Un journaliste québécois auteur d’un article critique sur le financement d’une entreprise de véhicules électriques devra se défendre en Cour supérieure

Un journaliste québécois à la tête du site de nouvelles sur les véhicules électriques le plus lu de la planète est poursuivi en Cour supérieure du Québec par un homme d’affaires américain après avoir écrit un article critique sur la campagne de financement de son entreprise.

Fred Lambert, rédacteur en chef d’Electrek, un site avec 10 millions de lecteurs par mois, a publié le 6 juillet dernier un article dans lequel il détaillait les tentatives de Steven Saleen et de son entreprise Saleen Automotive de lever des fonds alors qu’une campagne de financement s’était mal terminée pour les actionnaires de l’entreprise dans le passé.

### [Enregistrements]
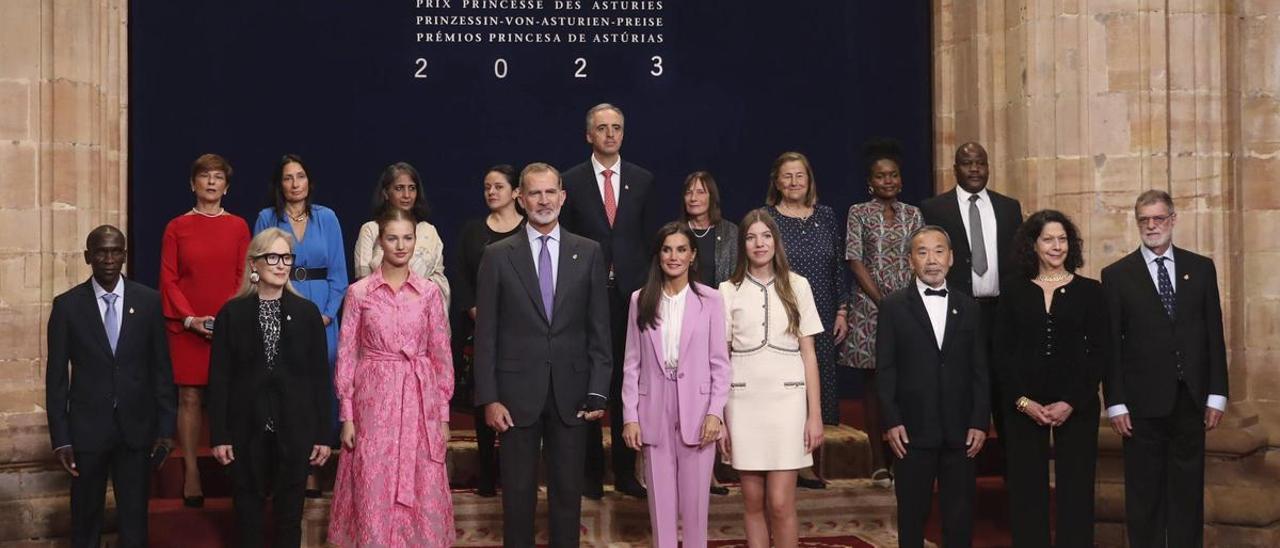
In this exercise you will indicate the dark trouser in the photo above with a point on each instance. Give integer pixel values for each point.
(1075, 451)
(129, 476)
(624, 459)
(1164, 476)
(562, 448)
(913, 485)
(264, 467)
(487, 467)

### [Consignes de l'exercice]
[1] D'après l'article sur le journaliste attaqué en justice, combien de lecteurs par mois le site Electrek compte-t-il ?
[2] Dans l'article sur le journaliste attaqué en justice, remplacez « campagne de financement » par « collecte de fonds » et recopiez le passage qui va de « Un journaliste québécois à » à « dans le passé. », ces deux bouts compris.
[3] Prolongez l'article sur le journaliste d'Electrek attaqué en justice en reprenant après sa dernière phrase.

### [Réponses par tâche]
[1] Electrek compte 10 millions de lecteurs par mois.

[2]
Un journaliste québécois à la tête du site de nouvelles sur les véhicules électriques le plus lu de la planète est poursuivi en Cour supérieure du Québec par un homme d’affaires américain après avoir écrit un article critique sur la collecte de fonds de son entreprise.

Fred Lambert, rédacteur en chef d’Electrek, un site avec 10 millions de lecteurs par mois, a publié le 6 juillet dernier un article dans lequel il détaillait les tentatives de Steven Saleen et de son entreprise Saleen Automotive de lever des fonds alors qu’une collecte de fonds s’était mal terminée pour les actionnaires de l’entreprise dans le passé.

[3]
« Après avoir écrit son article, mon client a reçu une demande d’injonction et une citation à comparaître pour outrage au tribunal en ce qui concerne une injonction reçue il y a plusieurs années, explique MNeil A. Peden​, avocat du cabinet Spiegel Sohmer, qui représente Fred Lambert. C’est sûr que ça rend difficile le rôle de journaliste si une injonction vous empêche de parler de quelqu’un. »

En Cour supérieure du district de Longueuil, Steven Saleen et Saleen Automotive accusent Fred Lambert d’avoir enfreint les conditions d’une injonction adoptée en 2015 dans la foulée d’une série de billets publiés sur l’internet par M. Lambert et qui portaient sur les efforts de financement de l’entreprise à cette époque.

Fred Lambert avait en effet remarqué en 2014 que Saleen Automotive, une entreprise californienne de modification de voitures fondée par Steven Saleen, ancien pilote de course, faisait des publicités qu’il qualifiait de « douteuses ».

Par exemple, Saleen Automotive se vantait d’être en partenariat avec Tesla, mais j’ai contacté Tesla, et ils m’ont dit qu’ils ne connaissaient pas ces gens-là.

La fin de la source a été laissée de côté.